- DATASET RECORDS
____________________
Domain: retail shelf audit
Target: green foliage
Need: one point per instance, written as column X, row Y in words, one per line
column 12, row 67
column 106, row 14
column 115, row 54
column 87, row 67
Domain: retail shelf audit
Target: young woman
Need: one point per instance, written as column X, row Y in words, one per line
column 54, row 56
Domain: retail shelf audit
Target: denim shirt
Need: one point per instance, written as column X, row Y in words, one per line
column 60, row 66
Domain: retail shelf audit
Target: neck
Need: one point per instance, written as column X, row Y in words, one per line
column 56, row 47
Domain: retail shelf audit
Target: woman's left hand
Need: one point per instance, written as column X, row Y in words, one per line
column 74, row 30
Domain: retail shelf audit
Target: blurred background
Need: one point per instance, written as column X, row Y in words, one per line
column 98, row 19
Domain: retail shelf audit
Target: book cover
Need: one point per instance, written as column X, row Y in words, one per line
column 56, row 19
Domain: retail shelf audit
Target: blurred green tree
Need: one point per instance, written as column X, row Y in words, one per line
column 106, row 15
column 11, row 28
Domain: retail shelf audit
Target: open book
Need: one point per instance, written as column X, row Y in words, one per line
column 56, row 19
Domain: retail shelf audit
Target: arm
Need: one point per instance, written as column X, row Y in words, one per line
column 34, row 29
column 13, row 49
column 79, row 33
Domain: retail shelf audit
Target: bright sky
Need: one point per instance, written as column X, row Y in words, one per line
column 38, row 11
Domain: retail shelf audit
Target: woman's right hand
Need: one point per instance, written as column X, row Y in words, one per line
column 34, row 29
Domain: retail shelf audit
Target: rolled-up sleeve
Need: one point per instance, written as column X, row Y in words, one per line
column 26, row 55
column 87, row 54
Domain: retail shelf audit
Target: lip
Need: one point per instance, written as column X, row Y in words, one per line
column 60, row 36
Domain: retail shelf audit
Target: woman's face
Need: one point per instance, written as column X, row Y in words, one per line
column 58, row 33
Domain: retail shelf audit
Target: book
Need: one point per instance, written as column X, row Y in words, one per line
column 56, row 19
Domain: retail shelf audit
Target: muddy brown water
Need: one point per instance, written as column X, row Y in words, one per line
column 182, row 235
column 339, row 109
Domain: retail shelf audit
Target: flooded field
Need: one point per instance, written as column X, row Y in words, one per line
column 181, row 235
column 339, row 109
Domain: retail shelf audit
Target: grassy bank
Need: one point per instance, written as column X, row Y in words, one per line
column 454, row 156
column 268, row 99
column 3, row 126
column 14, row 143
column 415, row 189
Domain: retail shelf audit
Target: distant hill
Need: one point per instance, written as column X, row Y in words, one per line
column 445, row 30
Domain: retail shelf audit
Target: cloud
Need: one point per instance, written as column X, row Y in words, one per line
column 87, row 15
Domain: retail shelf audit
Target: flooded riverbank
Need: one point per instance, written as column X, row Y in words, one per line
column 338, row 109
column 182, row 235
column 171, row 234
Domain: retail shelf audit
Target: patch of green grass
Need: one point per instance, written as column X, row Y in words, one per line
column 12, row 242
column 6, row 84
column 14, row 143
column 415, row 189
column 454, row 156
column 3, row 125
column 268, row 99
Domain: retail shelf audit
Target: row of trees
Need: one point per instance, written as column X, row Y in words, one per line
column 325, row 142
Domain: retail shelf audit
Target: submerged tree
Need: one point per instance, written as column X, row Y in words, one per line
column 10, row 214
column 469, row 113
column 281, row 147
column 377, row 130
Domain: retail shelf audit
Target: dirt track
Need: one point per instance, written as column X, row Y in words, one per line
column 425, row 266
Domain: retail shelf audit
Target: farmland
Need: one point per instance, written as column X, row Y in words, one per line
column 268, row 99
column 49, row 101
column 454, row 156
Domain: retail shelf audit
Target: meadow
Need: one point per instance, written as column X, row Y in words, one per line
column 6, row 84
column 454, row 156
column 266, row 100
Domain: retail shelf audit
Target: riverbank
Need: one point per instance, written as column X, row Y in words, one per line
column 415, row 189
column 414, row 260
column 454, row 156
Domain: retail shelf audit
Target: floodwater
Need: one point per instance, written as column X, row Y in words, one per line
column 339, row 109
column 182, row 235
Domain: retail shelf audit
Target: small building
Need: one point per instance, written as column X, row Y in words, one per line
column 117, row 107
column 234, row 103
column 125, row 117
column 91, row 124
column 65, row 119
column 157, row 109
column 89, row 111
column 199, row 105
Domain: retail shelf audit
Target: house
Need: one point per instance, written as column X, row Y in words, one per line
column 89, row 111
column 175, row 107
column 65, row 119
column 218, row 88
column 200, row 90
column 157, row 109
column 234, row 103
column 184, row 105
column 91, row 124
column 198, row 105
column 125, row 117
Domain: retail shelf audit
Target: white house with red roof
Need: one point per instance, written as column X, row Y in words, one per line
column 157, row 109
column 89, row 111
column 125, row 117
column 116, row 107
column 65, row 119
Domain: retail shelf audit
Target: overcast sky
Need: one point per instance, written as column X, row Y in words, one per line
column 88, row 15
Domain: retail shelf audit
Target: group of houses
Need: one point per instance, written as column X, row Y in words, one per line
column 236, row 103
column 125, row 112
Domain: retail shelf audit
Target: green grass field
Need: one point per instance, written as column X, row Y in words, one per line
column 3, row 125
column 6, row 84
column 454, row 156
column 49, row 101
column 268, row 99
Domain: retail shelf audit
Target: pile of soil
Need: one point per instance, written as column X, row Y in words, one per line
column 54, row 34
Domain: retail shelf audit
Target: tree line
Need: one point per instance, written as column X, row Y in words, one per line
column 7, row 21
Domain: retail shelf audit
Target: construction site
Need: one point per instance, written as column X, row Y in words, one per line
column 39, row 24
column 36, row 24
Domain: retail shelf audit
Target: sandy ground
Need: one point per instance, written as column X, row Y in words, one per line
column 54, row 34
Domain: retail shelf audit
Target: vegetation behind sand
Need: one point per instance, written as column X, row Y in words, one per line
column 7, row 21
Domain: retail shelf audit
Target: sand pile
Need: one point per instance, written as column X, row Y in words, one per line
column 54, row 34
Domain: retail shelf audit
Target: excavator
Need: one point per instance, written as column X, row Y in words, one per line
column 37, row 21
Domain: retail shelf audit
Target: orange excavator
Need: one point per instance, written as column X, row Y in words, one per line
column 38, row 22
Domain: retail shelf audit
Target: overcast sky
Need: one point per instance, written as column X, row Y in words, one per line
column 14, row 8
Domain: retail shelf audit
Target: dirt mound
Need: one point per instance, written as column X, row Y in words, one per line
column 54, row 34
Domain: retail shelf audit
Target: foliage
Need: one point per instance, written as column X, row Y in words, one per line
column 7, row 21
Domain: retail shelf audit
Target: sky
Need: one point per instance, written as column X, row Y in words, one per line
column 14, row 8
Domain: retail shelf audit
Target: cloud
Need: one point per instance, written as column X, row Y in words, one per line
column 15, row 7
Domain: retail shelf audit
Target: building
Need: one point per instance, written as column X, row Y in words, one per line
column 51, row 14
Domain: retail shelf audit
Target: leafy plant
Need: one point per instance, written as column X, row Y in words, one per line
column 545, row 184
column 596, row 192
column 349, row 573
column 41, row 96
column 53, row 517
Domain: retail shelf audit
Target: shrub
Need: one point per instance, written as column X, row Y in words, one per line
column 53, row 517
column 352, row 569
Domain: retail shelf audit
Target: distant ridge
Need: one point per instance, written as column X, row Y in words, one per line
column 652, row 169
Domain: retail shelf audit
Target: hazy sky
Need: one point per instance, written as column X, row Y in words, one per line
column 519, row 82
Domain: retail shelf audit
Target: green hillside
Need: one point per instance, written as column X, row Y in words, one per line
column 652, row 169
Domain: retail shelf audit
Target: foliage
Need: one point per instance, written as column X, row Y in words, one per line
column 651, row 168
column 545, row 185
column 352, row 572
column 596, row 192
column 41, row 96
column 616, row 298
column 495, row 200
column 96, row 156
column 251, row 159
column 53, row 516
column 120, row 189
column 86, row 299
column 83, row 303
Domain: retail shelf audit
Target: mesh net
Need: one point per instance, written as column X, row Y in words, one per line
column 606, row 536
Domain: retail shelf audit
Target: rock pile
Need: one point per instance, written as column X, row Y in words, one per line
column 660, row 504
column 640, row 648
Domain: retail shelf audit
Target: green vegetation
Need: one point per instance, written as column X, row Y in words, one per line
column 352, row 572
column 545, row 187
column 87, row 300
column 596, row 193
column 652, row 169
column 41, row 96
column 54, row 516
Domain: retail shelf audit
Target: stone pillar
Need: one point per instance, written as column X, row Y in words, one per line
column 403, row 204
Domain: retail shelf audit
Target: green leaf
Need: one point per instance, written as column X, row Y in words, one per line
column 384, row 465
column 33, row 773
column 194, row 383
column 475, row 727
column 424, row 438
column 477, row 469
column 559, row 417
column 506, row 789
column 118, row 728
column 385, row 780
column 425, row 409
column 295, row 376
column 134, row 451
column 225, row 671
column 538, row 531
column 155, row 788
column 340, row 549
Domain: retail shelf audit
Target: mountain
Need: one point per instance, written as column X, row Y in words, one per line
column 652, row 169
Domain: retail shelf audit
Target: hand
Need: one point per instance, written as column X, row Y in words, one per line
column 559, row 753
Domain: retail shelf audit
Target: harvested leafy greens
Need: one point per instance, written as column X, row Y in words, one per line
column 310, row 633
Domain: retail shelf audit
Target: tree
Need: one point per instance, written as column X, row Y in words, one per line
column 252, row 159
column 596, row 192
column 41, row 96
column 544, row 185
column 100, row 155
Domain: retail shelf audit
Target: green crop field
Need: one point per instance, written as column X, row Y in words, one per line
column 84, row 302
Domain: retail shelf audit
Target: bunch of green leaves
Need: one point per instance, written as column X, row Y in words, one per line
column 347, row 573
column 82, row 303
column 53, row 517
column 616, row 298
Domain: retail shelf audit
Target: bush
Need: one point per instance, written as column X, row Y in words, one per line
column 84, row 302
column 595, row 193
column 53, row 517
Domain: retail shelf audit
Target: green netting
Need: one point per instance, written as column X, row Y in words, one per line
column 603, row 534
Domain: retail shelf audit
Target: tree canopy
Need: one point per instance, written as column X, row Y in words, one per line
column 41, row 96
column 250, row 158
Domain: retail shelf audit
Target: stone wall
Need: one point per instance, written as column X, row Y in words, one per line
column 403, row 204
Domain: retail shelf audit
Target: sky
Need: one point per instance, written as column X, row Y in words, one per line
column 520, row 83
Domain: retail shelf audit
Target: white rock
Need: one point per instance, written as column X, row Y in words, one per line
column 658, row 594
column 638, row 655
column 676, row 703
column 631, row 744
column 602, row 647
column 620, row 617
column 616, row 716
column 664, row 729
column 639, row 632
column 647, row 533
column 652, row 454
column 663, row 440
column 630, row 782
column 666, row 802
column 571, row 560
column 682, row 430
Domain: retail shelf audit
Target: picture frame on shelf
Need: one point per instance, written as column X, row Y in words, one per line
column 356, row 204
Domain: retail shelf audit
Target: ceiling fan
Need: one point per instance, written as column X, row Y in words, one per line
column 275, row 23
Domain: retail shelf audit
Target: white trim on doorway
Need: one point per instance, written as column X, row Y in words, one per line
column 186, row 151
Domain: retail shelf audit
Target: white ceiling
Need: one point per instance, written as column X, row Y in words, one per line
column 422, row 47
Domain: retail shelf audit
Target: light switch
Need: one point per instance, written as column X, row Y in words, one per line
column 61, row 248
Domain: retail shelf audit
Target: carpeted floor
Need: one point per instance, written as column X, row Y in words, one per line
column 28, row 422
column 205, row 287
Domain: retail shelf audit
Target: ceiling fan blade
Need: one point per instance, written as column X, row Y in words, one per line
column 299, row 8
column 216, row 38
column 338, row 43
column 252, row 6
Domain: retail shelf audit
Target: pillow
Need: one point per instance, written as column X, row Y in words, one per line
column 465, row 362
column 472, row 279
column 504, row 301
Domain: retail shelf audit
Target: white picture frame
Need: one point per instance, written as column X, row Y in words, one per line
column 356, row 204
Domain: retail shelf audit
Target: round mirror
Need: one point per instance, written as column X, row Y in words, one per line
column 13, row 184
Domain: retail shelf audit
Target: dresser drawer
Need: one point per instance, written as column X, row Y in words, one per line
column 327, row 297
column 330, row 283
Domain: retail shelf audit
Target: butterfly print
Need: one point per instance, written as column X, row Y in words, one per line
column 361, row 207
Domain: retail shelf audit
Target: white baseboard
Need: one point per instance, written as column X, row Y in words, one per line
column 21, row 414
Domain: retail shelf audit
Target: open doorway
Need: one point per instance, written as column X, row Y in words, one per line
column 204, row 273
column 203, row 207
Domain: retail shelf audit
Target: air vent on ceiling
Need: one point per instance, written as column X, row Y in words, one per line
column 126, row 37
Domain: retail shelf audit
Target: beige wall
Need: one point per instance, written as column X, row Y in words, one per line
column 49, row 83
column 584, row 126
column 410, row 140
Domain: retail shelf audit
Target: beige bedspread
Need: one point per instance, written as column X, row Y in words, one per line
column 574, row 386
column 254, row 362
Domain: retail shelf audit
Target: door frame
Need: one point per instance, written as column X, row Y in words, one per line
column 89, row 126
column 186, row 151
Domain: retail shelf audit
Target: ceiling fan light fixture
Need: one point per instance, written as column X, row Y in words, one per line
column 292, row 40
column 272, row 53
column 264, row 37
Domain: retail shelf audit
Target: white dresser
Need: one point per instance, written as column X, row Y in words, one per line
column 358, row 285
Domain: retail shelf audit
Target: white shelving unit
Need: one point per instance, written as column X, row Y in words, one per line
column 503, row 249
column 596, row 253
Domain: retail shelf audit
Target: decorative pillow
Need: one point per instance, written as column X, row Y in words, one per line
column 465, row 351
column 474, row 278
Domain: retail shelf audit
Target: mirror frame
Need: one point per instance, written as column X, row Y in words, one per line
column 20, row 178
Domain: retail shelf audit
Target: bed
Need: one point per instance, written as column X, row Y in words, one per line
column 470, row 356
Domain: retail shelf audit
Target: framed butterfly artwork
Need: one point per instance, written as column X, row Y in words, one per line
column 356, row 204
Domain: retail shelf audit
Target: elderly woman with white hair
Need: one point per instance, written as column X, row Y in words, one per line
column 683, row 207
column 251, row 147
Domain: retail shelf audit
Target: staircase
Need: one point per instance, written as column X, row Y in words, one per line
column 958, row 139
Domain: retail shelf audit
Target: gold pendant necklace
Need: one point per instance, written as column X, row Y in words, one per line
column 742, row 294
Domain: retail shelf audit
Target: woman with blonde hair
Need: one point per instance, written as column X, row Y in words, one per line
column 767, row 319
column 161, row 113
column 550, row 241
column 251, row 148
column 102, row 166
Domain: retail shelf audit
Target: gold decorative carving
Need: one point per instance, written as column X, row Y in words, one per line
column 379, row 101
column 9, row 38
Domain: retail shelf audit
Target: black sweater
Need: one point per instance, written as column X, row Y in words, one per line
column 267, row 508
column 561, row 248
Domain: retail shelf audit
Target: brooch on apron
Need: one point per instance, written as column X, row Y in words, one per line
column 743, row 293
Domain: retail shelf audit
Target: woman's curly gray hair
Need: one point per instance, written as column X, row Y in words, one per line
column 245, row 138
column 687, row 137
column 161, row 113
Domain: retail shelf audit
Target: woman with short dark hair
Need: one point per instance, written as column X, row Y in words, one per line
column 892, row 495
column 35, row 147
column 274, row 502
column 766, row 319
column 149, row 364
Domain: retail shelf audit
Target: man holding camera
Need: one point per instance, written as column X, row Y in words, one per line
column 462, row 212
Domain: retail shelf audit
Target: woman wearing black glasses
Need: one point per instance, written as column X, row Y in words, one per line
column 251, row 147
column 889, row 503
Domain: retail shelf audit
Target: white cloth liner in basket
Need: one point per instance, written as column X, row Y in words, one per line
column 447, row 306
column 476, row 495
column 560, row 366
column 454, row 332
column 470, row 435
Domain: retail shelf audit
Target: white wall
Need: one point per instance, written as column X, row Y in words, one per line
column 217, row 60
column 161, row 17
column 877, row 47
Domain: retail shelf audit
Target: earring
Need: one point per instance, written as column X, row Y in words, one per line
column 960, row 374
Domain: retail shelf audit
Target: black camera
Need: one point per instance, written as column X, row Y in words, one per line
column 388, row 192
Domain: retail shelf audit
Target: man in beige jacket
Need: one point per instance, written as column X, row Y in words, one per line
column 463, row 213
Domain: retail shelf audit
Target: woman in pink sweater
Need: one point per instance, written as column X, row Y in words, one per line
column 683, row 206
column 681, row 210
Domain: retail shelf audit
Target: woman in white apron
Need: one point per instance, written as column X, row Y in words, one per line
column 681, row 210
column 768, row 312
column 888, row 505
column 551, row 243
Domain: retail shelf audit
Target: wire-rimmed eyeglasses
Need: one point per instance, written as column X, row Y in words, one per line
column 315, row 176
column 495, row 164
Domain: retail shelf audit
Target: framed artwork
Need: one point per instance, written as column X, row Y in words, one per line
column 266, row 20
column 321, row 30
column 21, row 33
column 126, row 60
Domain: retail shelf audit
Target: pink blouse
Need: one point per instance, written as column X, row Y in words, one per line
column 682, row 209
____________________
- REQUIRED TASK
Revise the part of the rows that opens with the first line and closes with the line containing "column 87, row 67", putting "leaves" in place of "foliage" and keeping everything else the same.

- WRITTEN RESPONSE
Domain: retail shelf audit
Target: green leaves
Need: one point per instance, written as column X, row Y in words, one per line
column 12, row 67
column 106, row 14
column 115, row 54
column 87, row 67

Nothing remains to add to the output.